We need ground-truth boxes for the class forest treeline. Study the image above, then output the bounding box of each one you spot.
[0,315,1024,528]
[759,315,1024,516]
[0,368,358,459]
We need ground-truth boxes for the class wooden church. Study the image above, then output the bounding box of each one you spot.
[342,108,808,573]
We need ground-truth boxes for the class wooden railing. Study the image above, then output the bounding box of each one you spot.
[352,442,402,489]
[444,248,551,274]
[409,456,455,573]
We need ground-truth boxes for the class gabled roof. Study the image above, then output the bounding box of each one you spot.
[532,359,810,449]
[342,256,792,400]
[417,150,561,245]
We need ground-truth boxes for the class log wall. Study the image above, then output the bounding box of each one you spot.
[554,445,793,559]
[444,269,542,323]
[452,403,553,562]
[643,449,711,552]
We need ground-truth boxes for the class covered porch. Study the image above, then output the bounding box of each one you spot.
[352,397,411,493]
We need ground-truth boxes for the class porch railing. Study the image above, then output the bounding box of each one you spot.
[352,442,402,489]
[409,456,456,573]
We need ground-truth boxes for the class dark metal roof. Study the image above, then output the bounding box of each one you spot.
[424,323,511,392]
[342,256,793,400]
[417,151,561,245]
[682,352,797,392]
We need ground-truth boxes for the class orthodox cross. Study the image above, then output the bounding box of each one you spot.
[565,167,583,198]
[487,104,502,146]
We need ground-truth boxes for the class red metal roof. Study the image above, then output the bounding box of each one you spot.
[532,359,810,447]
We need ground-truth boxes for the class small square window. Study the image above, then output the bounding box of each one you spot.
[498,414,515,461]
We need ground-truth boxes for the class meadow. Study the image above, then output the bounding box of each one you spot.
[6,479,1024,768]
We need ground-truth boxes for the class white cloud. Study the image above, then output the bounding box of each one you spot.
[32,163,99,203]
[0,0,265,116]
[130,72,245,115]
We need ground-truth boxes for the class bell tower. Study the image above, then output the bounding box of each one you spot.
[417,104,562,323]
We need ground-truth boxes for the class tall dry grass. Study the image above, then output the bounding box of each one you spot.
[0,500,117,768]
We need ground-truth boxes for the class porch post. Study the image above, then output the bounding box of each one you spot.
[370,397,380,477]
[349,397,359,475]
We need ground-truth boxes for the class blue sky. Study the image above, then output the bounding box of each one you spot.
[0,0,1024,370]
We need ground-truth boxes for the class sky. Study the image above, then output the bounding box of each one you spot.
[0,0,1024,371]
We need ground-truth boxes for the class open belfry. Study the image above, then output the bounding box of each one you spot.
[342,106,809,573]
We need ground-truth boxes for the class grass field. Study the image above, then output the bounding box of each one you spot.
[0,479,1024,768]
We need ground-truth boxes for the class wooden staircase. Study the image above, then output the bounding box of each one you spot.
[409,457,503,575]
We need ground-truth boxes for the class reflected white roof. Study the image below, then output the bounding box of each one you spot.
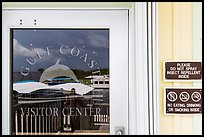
[13,82,94,95]
[40,59,79,82]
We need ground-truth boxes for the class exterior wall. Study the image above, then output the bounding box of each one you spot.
[158,2,202,134]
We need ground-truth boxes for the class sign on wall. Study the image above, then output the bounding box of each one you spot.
[164,87,202,115]
[164,61,202,81]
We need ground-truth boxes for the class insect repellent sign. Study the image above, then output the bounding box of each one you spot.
[164,61,202,81]
[164,88,202,114]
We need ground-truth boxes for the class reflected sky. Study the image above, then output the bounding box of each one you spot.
[12,29,109,72]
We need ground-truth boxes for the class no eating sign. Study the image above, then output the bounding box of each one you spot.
[164,87,202,114]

GIVEN TASK: Format every line of the material above as a Markdown table with the columns "Row" and "Line," numbering the rows in order and skipping blank lines. Omit the pictures from the table.

OUTPUT OF THE TASK:
| Row | Line |
|---|---|
| 1 | We need ground-truth boxes for the class forest treeline. Study the image above, then output the bounding box of each one you spot. |
| 2 | [0,315,1024,528] |
| 3 | [759,315,1024,516] |
| 4 | [0,368,358,459] |
| 5 | We need ground-truth boxes for the class wooden church. Study the image above, then output the bounding box of each one you spot. |
| 6 | [342,108,808,573] |
| 7 | We need ground-truth boxes for the class wooden railing. Study the image above, then output the bounding box of each one you spot. |
| 8 | [352,442,402,489] |
| 9 | [444,248,551,274] |
| 10 | [409,456,455,573] |
| 11 | We need ground-truth boxes for the class gabled roof. Study the image above, then output the bounding box of each one you spot. |
| 12 | [532,359,810,449] |
| 13 | [342,256,792,400] |
| 14 | [417,150,561,245] |
| 15 | We need ground-truth boxes for the class log wall. Study the image above, then output the bounding box of each one you spot. |
| 16 | [554,445,793,559] |
| 17 | [444,269,542,323] |
| 18 | [452,403,553,562] |
| 19 | [643,449,711,552] |
| 20 | We need ground-truth boxes for the class covered porch. Study the image above, then output the bounding box of each one you spot. |
| 21 | [352,397,411,493] |
| 22 | We need ground-truth boxes for the class porch railing. Study the image above, then output the bounding box of each one you spot. |
| 23 | [352,442,402,489] |
| 24 | [409,456,456,573] |
| 25 | We need ground-truth boxes for the class dark metal roof. Study the image above, then output the bounding box of each one you spot. |
| 26 | [424,323,511,392] |
| 27 | [342,256,793,400] |
| 28 | [417,151,561,245] |
| 29 | [682,352,797,392] |
| 30 | We need ground-truth boxes for the class orthodox cross. Study the image above, then output the bounding box of each one you spot. |
| 31 | [565,167,583,198] |
| 32 | [487,104,502,146] |
| 33 | We need ground-truth boxes for the class red metal roof. Study the image above, then output the bounding box of each one you spot. |
| 34 | [532,359,810,447] |
| 35 | We need ground-truth boxes for the class small square window. Study the image above, then output the bounding box of each one you spot. |
| 36 | [498,414,515,461] |
| 37 | We need ground-truth boxes for the class meadow. Study the image above, then output the bounding box of each one you spot. |
| 38 | [6,479,1024,768] |
| 39 | We need ground-truth boxes for the class white cloud. Study the image above, then output the bounding box of each one you spot. |
| 40 | [32,163,99,203] |
| 41 | [0,0,265,116] |
| 42 | [130,72,245,115] |
| 43 | We need ground-truth boxes for the class bell tower. Study the image above, then output the bounding box of each one you spot. |
| 44 | [417,104,562,323] |
| 45 | We need ground-truth boxes for the class tall dry grass. Study the image above, then output the bounding box of each one you spot. |
| 46 | [0,500,117,768] |
| 47 | We need ground-truth boxes for the class porch post. Study the image above, then output the bounding box of each one you spot. |
| 48 | [370,397,380,477] |
| 49 | [349,397,359,475] |
| 50 | We need ground-truth boxes for the class blue sky. Study the image above, then output the bounding box of each one you spot. |
| 51 | [0,0,1024,370] |
| 52 | We need ground-truth boxes for the class sky. Study the image above, then output the bounding box of each one you spot. |
| 53 | [0,0,1024,371] |
| 54 | We need ground-truth boxes for the class open belfry. Study the image above, then output the bounding box of each one you spot. |
| 55 | [342,106,809,573] |
| 56 | We need ground-truth boxes for the class grass field. Study the image above, then output the bounding box of each one you spot. |
| 57 | [0,479,1024,768] |
| 58 | We need ground-truth boxes for the class wooden staircase. Study the image above, then output the bounding box of each one you spot. |
| 59 | [409,457,503,575] |
| 60 | We need ground-truth boxes for the class reflected white roof. Study the image below, then output the bounding box of each one you spot. |
| 61 | [13,82,94,95] |
| 62 | [40,59,79,82] |
| 63 | We need ground-truth boxes for the class exterior wall. Study the image above, then output the bounding box of each one you spot. |
| 64 | [158,2,202,134] |
| 65 | We need ground-truth boxes for the class sign on wall. Study the image above, then output the bounding box of each one you spot. |
| 66 | [164,87,202,115] |
| 67 | [164,61,202,81] |
| 68 | We need ground-truth boxes for the class insect repellent sign. Study the image above, then output the bounding box of each one you spot. |
| 69 | [164,61,202,81] |
| 70 | [164,88,202,114] |
| 71 | We need ground-truth boxes for the class reflected sky. Study the image above, then output the bounding box of each one you spot. |
| 72 | [12,29,109,72] |
| 73 | We need ground-truth boxes for the class no eating sign. Study the image above, then output the bounding box of each one you spot. |
| 74 | [164,87,202,114] |